From: Linus Torvalds on
On Thu, Jun 10, 2010 at 9:40 AM, Christoph Hellwig <hch(a)lst.de> wrote:
>
> Maybe give it a bit more beating in linux-next and send it off to Linus
> once he's back from his vacation?

Yes, I'd probably be happier with that. As long as it's "just" a
performance regression (and clearly not one that actually affects most
people all that noticeably), I'd much rather not have to worry about
any potential new issues being introduced right now.

So I'm more looking for "let's fix catastrophic events" for -rc3.
After I get back, I'm way more open to "let's fix any real bugs",
because then I can at least react to any fallout.

(I'm planning on trying to roughly keep up on email etc - I'm today
doing all my email using gmail to test how well that works as an
alternative to my usual "inside two firewalls" behavior. But I'm
seriously trying to avoid even having a laptop with me, because if I
have something where I can do kernel development and git pulls, I know
I'm not going to be just on vacation).

Linus
--
To unsubscribe from this list: send the line "unsubscribe linux-kernel" in
the body of a message to majordomo(a)vger.kernel.org
More majordomo info at http://vger.kernel.org/majordomo-info.html
Please read the FAQ at http://www.tux.org/lkml/
From: Jens Axboe on
On 2010-06-10 18:40, Christoph Hellwig wrote:
> On Thu, Jun 10, 2010 at 06:25:17PM +0200, Jens Axboe wrote:
>> I agree, it's late and it makes me nervous too. I had them cook for
>> a day, didn't see any problems. And Christoph would not send it in
>> unless it passes at least xfs qa, which is what found the problems
>> last time (the ones we reverted).

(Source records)
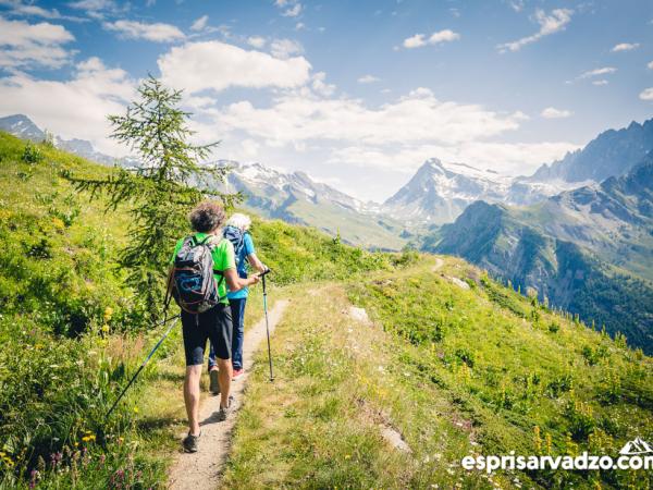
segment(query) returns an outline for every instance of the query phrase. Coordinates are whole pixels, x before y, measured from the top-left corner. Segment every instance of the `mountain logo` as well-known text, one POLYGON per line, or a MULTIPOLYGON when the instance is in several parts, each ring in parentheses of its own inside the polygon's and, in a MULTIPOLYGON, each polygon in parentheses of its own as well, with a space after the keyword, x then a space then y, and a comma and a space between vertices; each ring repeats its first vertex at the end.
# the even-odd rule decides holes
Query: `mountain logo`
POLYGON ((628 441, 624 448, 619 451, 619 454, 636 455, 653 453, 653 448, 646 441, 641 438, 636 438, 632 441, 628 441))

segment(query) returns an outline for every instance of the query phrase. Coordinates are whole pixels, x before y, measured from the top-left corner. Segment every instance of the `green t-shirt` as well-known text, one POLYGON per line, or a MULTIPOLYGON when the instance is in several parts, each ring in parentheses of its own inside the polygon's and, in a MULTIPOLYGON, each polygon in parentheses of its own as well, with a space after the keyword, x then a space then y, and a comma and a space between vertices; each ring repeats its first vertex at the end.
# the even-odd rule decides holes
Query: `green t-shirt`
MULTIPOLYGON (((198 242, 204 241, 207 236, 209 236, 207 233, 195 233, 195 240, 198 242)), ((174 262, 174 257, 176 256, 177 252, 180 252, 180 248, 182 248, 184 240, 186 240, 186 237, 181 238, 174 247, 171 264, 174 262)), ((235 269, 236 259, 233 244, 229 240, 220 238, 214 235, 209 240, 212 241, 212 243, 217 243, 217 245, 213 247, 213 252, 211 253, 213 256, 213 269, 221 271, 225 271, 226 269, 235 269)), ((226 297, 226 279, 221 280, 221 275, 218 274, 214 274, 214 278, 218 284, 220 284, 218 287, 218 294, 222 298, 220 303, 229 304, 229 299, 226 297)))

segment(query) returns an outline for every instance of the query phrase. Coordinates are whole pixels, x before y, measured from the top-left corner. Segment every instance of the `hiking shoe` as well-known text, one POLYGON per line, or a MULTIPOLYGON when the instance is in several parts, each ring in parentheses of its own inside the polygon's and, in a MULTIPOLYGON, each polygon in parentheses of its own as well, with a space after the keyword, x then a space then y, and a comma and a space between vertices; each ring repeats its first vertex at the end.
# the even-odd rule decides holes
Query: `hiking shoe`
POLYGON ((213 369, 209 371, 209 391, 212 394, 220 394, 220 381, 218 381, 218 369, 213 369))
MULTIPOLYGON (((201 436, 201 433, 199 434, 201 436)), ((184 438, 182 444, 184 446, 184 451, 187 453, 196 453, 197 452, 197 442, 199 441, 199 436, 193 436, 188 432, 188 436, 184 438)))
POLYGON ((227 405, 220 406, 220 409, 218 411, 218 421, 226 420, 226 417, 229 416, 229 413, 231 412, 231 406, 232 406, 233 401, 234 401, 234 397, 230 396, 227 405))

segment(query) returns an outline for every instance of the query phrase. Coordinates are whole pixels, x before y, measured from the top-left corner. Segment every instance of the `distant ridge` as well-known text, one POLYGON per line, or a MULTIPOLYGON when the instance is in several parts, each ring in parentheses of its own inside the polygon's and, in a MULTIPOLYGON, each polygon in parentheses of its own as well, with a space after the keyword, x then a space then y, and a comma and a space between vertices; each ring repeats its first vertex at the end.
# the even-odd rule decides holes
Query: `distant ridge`
MULTIPOLYGON (((22 139, 29 139, 32 142, 42 142, 46 138, 46 132, 38 127, 25 114, 13 114, 0 118, 0 131, 4 131, 11 135, 17 136, 22 139)), ((138 166, 138 160, 136 159, 128 157, 116 158, 97 151, 93 144, 86 139, 63 139, 60 136, 53 135, 53 143, 57 148, 64 149, 73 155, 77 155, 78 157, 86 158, 87 160, 102 163, 104 166, 138 166)))
POLYGON ((653 119, 642 124, 631 122, 628 127, 607 130, 577 151, 551 164, 543 164, 527 177, 529 182, 562 180, 565 182, 602 182, 620 176, 638 164, 653 150, 653 119))

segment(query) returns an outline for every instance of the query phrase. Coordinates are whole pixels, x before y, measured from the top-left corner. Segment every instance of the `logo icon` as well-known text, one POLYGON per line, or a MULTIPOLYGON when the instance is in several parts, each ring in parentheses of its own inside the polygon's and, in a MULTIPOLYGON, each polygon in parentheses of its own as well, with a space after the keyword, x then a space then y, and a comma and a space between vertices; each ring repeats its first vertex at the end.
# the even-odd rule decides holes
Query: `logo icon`
POLYGON ((627 456, 633 456, 636 454, 653 453, 653 448, 646 441, 641 438, 636 438, 632 441, 628 441, 624 448, 619 451, 619 454, 627 456))

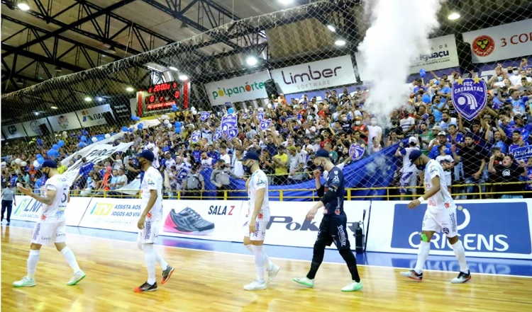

> Task prompt
Revise the part of the kernel mailing list thread that opens with "Yes, I'd probably" and closes with "to any fallout.", putting "throughput regression" in place of "performance regression".

> Exercise output
Yes, I'd probably be happier with that. As long as it's "just" a
throughput regression (and clearly not one that actually affects most
people all that noticeably), I'd much rather not have to worry about
any potential new issues being introduced right now.

So I'm more looking for "let's fix catastrophic events" for -rc3.
After I get back, I'm way more open to "let's fix any real bugs",
because then I can at least react to any fallout.